(GIVEN RECORDS Opens)

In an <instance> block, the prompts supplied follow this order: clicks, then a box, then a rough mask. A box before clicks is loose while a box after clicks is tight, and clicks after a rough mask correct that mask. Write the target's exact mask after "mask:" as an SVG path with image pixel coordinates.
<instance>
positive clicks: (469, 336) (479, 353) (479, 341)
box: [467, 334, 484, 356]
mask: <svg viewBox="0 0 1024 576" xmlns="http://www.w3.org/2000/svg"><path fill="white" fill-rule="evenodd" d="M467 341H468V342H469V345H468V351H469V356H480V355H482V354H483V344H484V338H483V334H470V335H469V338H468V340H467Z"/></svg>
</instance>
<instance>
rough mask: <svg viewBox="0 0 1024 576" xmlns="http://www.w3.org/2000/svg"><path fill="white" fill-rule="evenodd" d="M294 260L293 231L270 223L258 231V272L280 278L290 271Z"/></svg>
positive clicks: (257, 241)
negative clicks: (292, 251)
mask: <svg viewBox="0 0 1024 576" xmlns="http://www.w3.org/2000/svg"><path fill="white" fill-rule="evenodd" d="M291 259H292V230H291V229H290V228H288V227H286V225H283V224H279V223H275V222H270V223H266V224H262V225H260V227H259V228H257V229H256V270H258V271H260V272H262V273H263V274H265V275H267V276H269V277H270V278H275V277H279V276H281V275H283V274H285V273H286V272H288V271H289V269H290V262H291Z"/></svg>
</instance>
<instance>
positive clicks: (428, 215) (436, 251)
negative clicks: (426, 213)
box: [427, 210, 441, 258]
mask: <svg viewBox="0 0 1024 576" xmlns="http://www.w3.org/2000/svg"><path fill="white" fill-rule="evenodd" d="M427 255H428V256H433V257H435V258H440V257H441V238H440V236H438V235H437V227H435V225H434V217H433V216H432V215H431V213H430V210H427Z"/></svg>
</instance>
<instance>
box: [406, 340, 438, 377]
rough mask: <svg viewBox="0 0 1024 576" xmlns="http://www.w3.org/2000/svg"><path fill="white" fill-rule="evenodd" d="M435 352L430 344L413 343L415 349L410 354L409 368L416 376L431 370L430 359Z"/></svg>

(GIVEN RECORDS Closes)
(GIVEN RECORDS Opens)

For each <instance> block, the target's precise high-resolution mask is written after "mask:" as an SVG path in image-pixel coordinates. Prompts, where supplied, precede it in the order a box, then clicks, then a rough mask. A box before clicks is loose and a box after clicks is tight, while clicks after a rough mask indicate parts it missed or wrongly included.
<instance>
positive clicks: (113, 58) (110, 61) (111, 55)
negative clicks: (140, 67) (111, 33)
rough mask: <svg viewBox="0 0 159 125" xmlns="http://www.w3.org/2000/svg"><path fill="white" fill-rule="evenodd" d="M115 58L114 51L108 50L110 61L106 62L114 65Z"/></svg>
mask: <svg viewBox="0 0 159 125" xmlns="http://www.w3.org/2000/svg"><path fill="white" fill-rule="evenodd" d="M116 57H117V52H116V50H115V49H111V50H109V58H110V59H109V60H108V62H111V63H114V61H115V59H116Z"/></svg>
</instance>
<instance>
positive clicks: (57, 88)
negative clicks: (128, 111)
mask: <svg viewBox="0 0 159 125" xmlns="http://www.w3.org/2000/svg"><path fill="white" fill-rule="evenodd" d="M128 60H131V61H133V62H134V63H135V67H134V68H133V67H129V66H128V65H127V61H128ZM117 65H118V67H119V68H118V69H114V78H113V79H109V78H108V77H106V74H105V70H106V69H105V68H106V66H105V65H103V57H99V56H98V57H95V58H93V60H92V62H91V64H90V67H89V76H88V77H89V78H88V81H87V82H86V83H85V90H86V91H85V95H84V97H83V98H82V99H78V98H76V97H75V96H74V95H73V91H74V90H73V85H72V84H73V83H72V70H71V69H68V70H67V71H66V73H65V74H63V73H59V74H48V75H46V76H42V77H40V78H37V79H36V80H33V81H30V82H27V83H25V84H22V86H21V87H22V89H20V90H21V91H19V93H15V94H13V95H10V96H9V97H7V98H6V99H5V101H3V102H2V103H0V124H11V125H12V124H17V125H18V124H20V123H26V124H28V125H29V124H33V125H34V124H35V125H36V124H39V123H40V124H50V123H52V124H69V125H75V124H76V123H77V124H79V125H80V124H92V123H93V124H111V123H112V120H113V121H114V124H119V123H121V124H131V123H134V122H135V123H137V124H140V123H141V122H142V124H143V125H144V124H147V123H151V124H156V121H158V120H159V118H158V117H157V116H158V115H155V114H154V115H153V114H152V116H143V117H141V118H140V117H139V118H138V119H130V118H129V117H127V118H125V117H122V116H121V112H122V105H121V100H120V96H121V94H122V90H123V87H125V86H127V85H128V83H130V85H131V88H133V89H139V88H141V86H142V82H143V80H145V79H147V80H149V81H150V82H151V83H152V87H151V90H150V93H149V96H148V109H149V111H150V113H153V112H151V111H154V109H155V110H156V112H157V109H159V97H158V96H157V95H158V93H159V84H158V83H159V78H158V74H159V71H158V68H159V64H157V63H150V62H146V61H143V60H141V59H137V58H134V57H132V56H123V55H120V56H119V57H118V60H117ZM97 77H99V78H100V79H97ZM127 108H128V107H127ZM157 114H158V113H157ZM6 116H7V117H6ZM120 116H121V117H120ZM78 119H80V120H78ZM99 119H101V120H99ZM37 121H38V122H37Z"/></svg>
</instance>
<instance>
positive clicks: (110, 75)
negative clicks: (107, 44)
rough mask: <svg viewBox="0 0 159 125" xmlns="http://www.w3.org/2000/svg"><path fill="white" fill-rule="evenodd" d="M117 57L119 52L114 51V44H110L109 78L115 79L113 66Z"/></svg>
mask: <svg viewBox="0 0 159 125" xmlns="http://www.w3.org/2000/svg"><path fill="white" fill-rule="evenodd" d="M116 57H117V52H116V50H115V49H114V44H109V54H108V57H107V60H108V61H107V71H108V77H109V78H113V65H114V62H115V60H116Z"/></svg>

(GIVEN RECORDS Closes)

ACTIVITY: From the records above, copy only the lines starting with the line that holds "negative clicks: (426, 213)" and going on through the line that holds "352L430 344L413 343L415", exactly as written.

RESPONSE TO THE EXERCISE:
negative clicks: (426, 213)
box: [427, 210, 441, 258]
mask: <svg viewBox="0 0 1024 576" xmlns="http://www.w3.org/2000/svg"><path fill="white" fill-rule="evenodd" d="M427 255H428V256H433V257H435V258H440V257H441V238H440V236H438V235H437V227H435V225H434V217H433V216H432V215H431V213H430V210H427Z"/></svg>
</instance>
<instance>
box: [406, 340, 438, 377]
rough mask: <svg viewBox="0 0 1024 576" xmlns="http://www.w3.org/2000/svg"><path fill="white" fill-rule="evenodd" d="M435 352L430 344L413 343L415 349L410 354L409 368L416 376L431 370L430 359Z"/></svg>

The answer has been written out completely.